▶ _Written instruction_: Transcribe every entry below word for word, but skip the pictures.

▶ _Information supplied_:
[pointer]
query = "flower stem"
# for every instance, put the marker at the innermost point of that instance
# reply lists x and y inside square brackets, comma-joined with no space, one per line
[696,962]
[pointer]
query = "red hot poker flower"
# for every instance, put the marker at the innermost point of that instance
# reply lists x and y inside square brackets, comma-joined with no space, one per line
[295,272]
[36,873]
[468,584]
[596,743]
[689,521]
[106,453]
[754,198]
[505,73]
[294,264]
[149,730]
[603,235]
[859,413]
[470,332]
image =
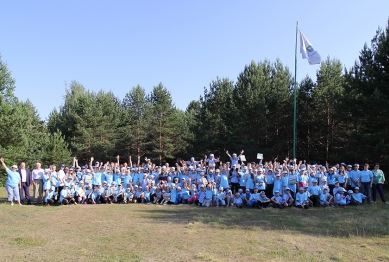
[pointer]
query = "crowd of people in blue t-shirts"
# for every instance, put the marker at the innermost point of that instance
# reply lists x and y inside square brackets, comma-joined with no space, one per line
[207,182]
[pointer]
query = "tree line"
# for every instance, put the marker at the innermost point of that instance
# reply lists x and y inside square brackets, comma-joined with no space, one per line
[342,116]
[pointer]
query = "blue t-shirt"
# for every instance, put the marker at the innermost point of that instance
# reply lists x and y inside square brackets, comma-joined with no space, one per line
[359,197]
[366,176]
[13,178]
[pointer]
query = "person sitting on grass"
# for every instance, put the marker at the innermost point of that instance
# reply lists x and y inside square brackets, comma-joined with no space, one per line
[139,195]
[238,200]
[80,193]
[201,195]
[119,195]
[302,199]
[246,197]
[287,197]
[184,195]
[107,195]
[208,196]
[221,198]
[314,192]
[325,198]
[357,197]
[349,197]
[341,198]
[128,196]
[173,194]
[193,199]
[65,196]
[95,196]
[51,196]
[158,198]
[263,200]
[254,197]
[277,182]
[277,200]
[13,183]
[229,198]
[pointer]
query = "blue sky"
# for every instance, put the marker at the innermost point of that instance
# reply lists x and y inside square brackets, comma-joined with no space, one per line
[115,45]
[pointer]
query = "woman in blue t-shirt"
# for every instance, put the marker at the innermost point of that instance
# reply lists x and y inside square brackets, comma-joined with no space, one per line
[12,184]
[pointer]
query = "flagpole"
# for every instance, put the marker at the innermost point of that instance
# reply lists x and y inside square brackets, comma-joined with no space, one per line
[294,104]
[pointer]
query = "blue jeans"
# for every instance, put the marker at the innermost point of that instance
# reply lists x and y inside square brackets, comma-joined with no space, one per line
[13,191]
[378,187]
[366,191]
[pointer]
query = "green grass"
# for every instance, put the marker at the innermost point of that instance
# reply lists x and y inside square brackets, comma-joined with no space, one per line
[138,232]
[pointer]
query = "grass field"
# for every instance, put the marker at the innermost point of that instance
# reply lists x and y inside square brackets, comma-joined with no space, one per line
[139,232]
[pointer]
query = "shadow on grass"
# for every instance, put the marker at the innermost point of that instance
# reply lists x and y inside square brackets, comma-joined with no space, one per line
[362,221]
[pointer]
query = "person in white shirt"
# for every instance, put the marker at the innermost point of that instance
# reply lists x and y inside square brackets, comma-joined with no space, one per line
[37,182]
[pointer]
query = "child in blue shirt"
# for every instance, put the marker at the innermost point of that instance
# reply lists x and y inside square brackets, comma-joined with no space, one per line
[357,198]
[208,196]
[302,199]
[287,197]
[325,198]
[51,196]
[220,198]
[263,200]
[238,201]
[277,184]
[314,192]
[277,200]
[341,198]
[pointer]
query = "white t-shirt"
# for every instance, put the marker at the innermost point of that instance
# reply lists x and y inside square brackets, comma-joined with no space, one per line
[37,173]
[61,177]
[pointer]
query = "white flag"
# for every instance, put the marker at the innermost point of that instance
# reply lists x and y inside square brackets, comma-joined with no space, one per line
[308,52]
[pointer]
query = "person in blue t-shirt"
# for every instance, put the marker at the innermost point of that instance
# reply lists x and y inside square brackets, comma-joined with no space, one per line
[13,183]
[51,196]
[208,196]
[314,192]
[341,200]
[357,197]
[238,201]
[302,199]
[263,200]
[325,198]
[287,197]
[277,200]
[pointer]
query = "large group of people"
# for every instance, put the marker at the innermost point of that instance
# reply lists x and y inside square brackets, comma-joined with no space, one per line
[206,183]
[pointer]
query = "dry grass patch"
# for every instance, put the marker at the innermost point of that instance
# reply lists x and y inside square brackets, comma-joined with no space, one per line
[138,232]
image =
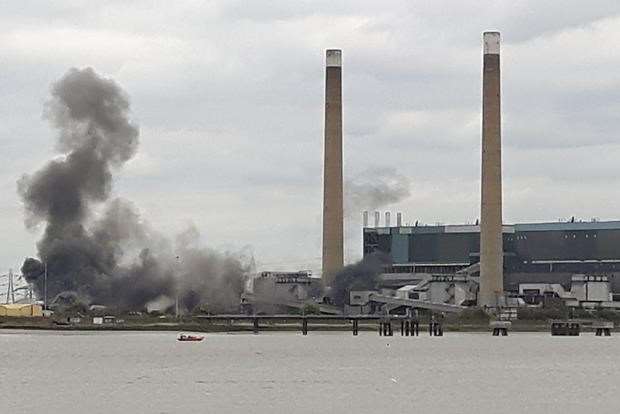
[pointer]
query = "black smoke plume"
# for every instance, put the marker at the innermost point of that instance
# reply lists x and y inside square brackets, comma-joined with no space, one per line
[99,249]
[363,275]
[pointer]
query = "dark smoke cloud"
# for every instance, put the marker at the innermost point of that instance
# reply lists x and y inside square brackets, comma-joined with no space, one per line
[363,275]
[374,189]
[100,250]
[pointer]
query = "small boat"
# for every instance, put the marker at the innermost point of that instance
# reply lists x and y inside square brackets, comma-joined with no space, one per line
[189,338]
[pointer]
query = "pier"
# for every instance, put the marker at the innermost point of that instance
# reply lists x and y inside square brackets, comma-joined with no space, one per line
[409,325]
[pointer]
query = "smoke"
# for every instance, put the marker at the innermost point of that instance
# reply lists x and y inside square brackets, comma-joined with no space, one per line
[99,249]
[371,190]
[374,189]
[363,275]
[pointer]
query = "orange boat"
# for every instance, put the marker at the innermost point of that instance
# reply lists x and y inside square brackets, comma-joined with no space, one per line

▶ _Exercise answer_:
[pointer]
query = "flower stem"
# for every instance, put the marker at the innermost point of that instance
# reply lists x and y inside square brackets, comma-joined with no space, one per line
[696,962]
[pointer]
query = "red hot poker flower"
# for every instance, put the marker at the innermost point of that instance
# reply lists x and y inside square brackets, comma-joined with no space, one per line
[295,272]
[36,873]
[468,584]
[596,743]
[689,521]
[106,453]
[754,198]
[505,73]
[294,264]
[149,730]
[603,235]
[859,413]
[470,332]
image =
[pointer]
query = "crowd of people in blue t-shirts"
# for every instance, put the marker at the innermost point of that instance
# reply lists x and y inside square brackets, comma-joined with no space, one per line
[207,182]
[pointer]
query = "tree line"
# for every instance, put the marker at the innermost point of that instance
# reply lists x and y inside square brackets, comma-joined with no space, one per line
[342,116]
[pointer]
query = "blue t-shirt"
# for every instance, put the marker at the innermost point of that instance
# reply lists x and y inside square brackets, comma-joined with no space, one per line
[359,197]
[366,176]
[13,178]
[pointer]
query = "person sitting on grass"
# for every instance, put the marker at the innermost point of that instance
# reply lists x and y inside square brackets, comma-joined with no space, one per line
[139,195]
[238,200]
[80,193]
[201,195]
[119,195]
[302,199]
[246,197]
[287,197]
[184,195]
[107,195]
[208,196]
[221,198]
[314,192]
[325,198]
[357,197]
[349,197]
[341,198]
[128,196]
[173,194]
[193,199]
[65,196]
[95,196]
[51,196]
[158,198]
[263,200]
[254,197]
[277,182]
[277,200]
[13,183]
[229,198]
[pointer]
query = "blue sky"
# for every instance, put the marker at the innermost point of that instance
# reply lists x and y inside square brackets, comma-joined with no space, one per line
[115,45]
[pointer]
query = "woman in blue t-shirt"
# for every instance, put the marker at the innermost point of that instance
# reply lists x and y inside square brackets, comma-joined with no space, one per line
[12,184]
[pointer]
query = "flagpole"
# for every instance, put the marker at the innermost point of that instance
# reply lists x and y inside square brackets, comma-joined with no space, one per line
[294,104]
[pointer]
query = "blue jeans"
# for every instance, put the marker at the innermost point of that instance
# reply lists x and y inside square brackets, comma-joined with no space, one per line
[13,191]
[378,187]
[366,191]
[pointer]
query = "green grass"
# for every instance, put the marker at the innermost point of that instance
# reply lists x and y inside square brackets, comma-joined with no space, one per line
[138,232]
[pointer]
query = "grass field"
# for every instance, put the marker at the innermost point of that instance
# reply lists x and y inside square brackets, comma-joined with no space, one per line
[139,232]
[pointer]
query = "shadow on grass"
# for every instance, put the marker at the innermost point of that instance
# reply lists x and y inside square brackets, comma-joined with no space, one per line
[362,221]
[pointer]
query = "person in white shirt"
# for every instance, put the marker at the innermost point of that instance
# reply lists x and y inside square brackets, comma-joined with no space, one per line
[37,182]
[pointer]
query = "child in blue shirt"
# for every instance, put the marker at the innermost point of that instance
# reply lists x and y inside square brackets, comma-joined with no space, one per line
[357,198]
[208,196]
[302,199]
[287,197]
[325,198]
[51,196]
[220,198]
[263,200]
[238,201]
[277,184]
[314,192]
[277,200]
[341,198]
[pointer]
query = "white t-shirt"
# for every instance, put the marker at the innermost point of that instance
# reply lists x and y inside square brackets, comma-joined with no space, one per line
[37,173]
[61,177]
[pointer]
query = "white flag"
# for every instance, put the marker at the innermost point of that instance
# reply lists x and y inside square brackets, comma-joined with no space, one per line
[308,52]
[pointer]
query = "person in blue t-shirt"
# for every instance, put the marker at the innermost point of that instance
# reply lists x and y inside square brackets, comma-joined with no space, one per line
[13,183]
[51,196]
[208,196]
[314,192]
[341,200]
[357,197]
[238,201]
[302,199]
[263,200]
[325,198]
[287,197]
[277,200]
[pointer]
query = "large group of people"
# for every instance, put the marker at the innermost point of that instance
# reply lists x and y inside square brackets, comma-joined with no space, one per line
[206,183]
[pointer]
query = "dry grass patch"
# for every instance, put the marker at the innermost point of that instance
# reply lists x and y inside square brackets, comma-joined with no space, one per line
[138,232]
image =
[pointer]
query = "black smoke plume"
# for every instance, put the marker at the innermost point of that instance
# reply lists x and y inside square brackets, comma-joined with no space, one per line
[99,249]
[363,275]
[pointer]
query = "dark smoke cloud"
# for every instance, put the marker at the innermost point of that instance
# reply lists x and y inside square brackets, comma-joined with no space, one per line
[363,275]
[374,189]
[100,250]
[pointer]
query = "small boat"
# for every instance, put the marker at the innermost point of that instance
# reply lists x and y inside square brackets, comma-joined with no space, one per line
[189,338]
[pointer]
query = "pier"
# for every instance, put the marker at the innermost point of that instance
# reply lists x and y inside square brackets, comma-joined with no space, one per line
[409,325]
[pointer]
query = "smoke"
# for every instance, put the marker at the innermost point of that instance
# reply lists x and y inside square brackets, comma-joined with no space, one per line
[99,249]
[371,190]
[374,189]
[363,275]
[pointer]
query = "orange boat"
# for every instance, put the marker at the innermost point of that instance
# reply lists x and y inside square brackets, comma-joined with no space, one per line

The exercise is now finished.